= Aim of the task =
Return each entry exactly, omitting nothing.
— Start of Information provided —
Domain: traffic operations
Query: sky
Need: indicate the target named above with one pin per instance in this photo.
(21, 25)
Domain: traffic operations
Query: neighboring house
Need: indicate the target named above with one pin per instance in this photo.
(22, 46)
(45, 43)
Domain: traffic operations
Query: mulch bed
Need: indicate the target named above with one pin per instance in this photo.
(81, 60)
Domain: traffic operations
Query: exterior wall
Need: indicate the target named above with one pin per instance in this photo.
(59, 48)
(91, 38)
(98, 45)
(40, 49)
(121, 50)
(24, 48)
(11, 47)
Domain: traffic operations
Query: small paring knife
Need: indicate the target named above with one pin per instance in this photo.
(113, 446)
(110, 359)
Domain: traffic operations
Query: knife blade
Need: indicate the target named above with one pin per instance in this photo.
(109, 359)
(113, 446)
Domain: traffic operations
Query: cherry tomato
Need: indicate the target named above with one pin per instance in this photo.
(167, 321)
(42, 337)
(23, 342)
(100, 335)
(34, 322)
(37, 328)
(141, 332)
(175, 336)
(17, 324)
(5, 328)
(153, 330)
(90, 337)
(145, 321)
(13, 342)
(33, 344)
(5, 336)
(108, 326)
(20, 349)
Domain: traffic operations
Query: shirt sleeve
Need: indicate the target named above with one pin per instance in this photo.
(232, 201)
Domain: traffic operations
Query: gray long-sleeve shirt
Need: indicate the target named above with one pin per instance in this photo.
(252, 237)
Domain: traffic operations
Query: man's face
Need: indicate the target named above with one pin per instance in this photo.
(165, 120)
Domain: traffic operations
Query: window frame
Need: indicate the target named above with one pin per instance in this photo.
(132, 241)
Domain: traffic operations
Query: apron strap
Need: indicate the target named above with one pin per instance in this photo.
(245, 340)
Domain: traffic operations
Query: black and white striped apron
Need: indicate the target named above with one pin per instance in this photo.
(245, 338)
— End of Information provided —
= Solution to the exercise =
Domain: traffic operations
Query: sky
Need: indicate the target named above with one pin per instance in this photo.
(21, 25)
Domain: traffic operations
Query: neighboring house
Need: indicate the target named above with one pin per instance in this photo.
(22, 46)
(45, 43)
Domain: traffic operations
Query: mulch bed
Need: indicate the target named above with one pin per instance in this photo.
(81, 60)
Domain: traffic operations
Query: exterior wall
Need: indicate the target named above with one pin per instance in this photo.
(59, 48)
(91, 38)
(98, 45)
(40, 49)
(121, 50)
(24, 48)
(11, 47)
Domain: traffic operations
Query: small paring knife
Need: indicate the target named above with one pin per instance in this photo.
(113, 446)
(110, 359)
Domain: traffic operations
Query: knife blade
Need: indicate the target named above with one pin per instance in this photo.
(109, 359)
(113, 446)
Domain: traffic operations
Query: cherry tomato
Need: indicate the target named above with one pin per instance in this photo.
(167, 321)
(42, 337)
(23, 342)
(100, 335)
(34, 322)
(37, 328)
(141, 332)
(175, 336)
(17, 324)
(5, 328)
(153, 330)
(90, 337)
(145, 321)
(13, 342)
(33, 344)
(5, 336)
(108, 326)
(20, 349)
Domain: traffic operations
Query: shirt sleeve
Need: indicate the target named above with one pin per instance in this photo.
(232, 201)
Domain: traffic operations
Query: gray long-sleeve shirt
Need: indicate the target named above with one pin per instance in this photo.
(252, 237)
Domain: traffic operations
Query: man's face
Need: indicate the target named above with one pin per instance in this photo.
(165, 120)
Domain: traffic operations
Query: window frame
Need: indicate the target named above with one pin per instance in this photo.
(132, 241)
Domain: traffic operations
Query: apron strap
Need: indicate the target named above with one pin per instance in this photo.
(245, 340)
Domain: traffic operations
Query: black and white striped apron
Need: indicate the target named above with one pin per instance in this photo.
(245, 338)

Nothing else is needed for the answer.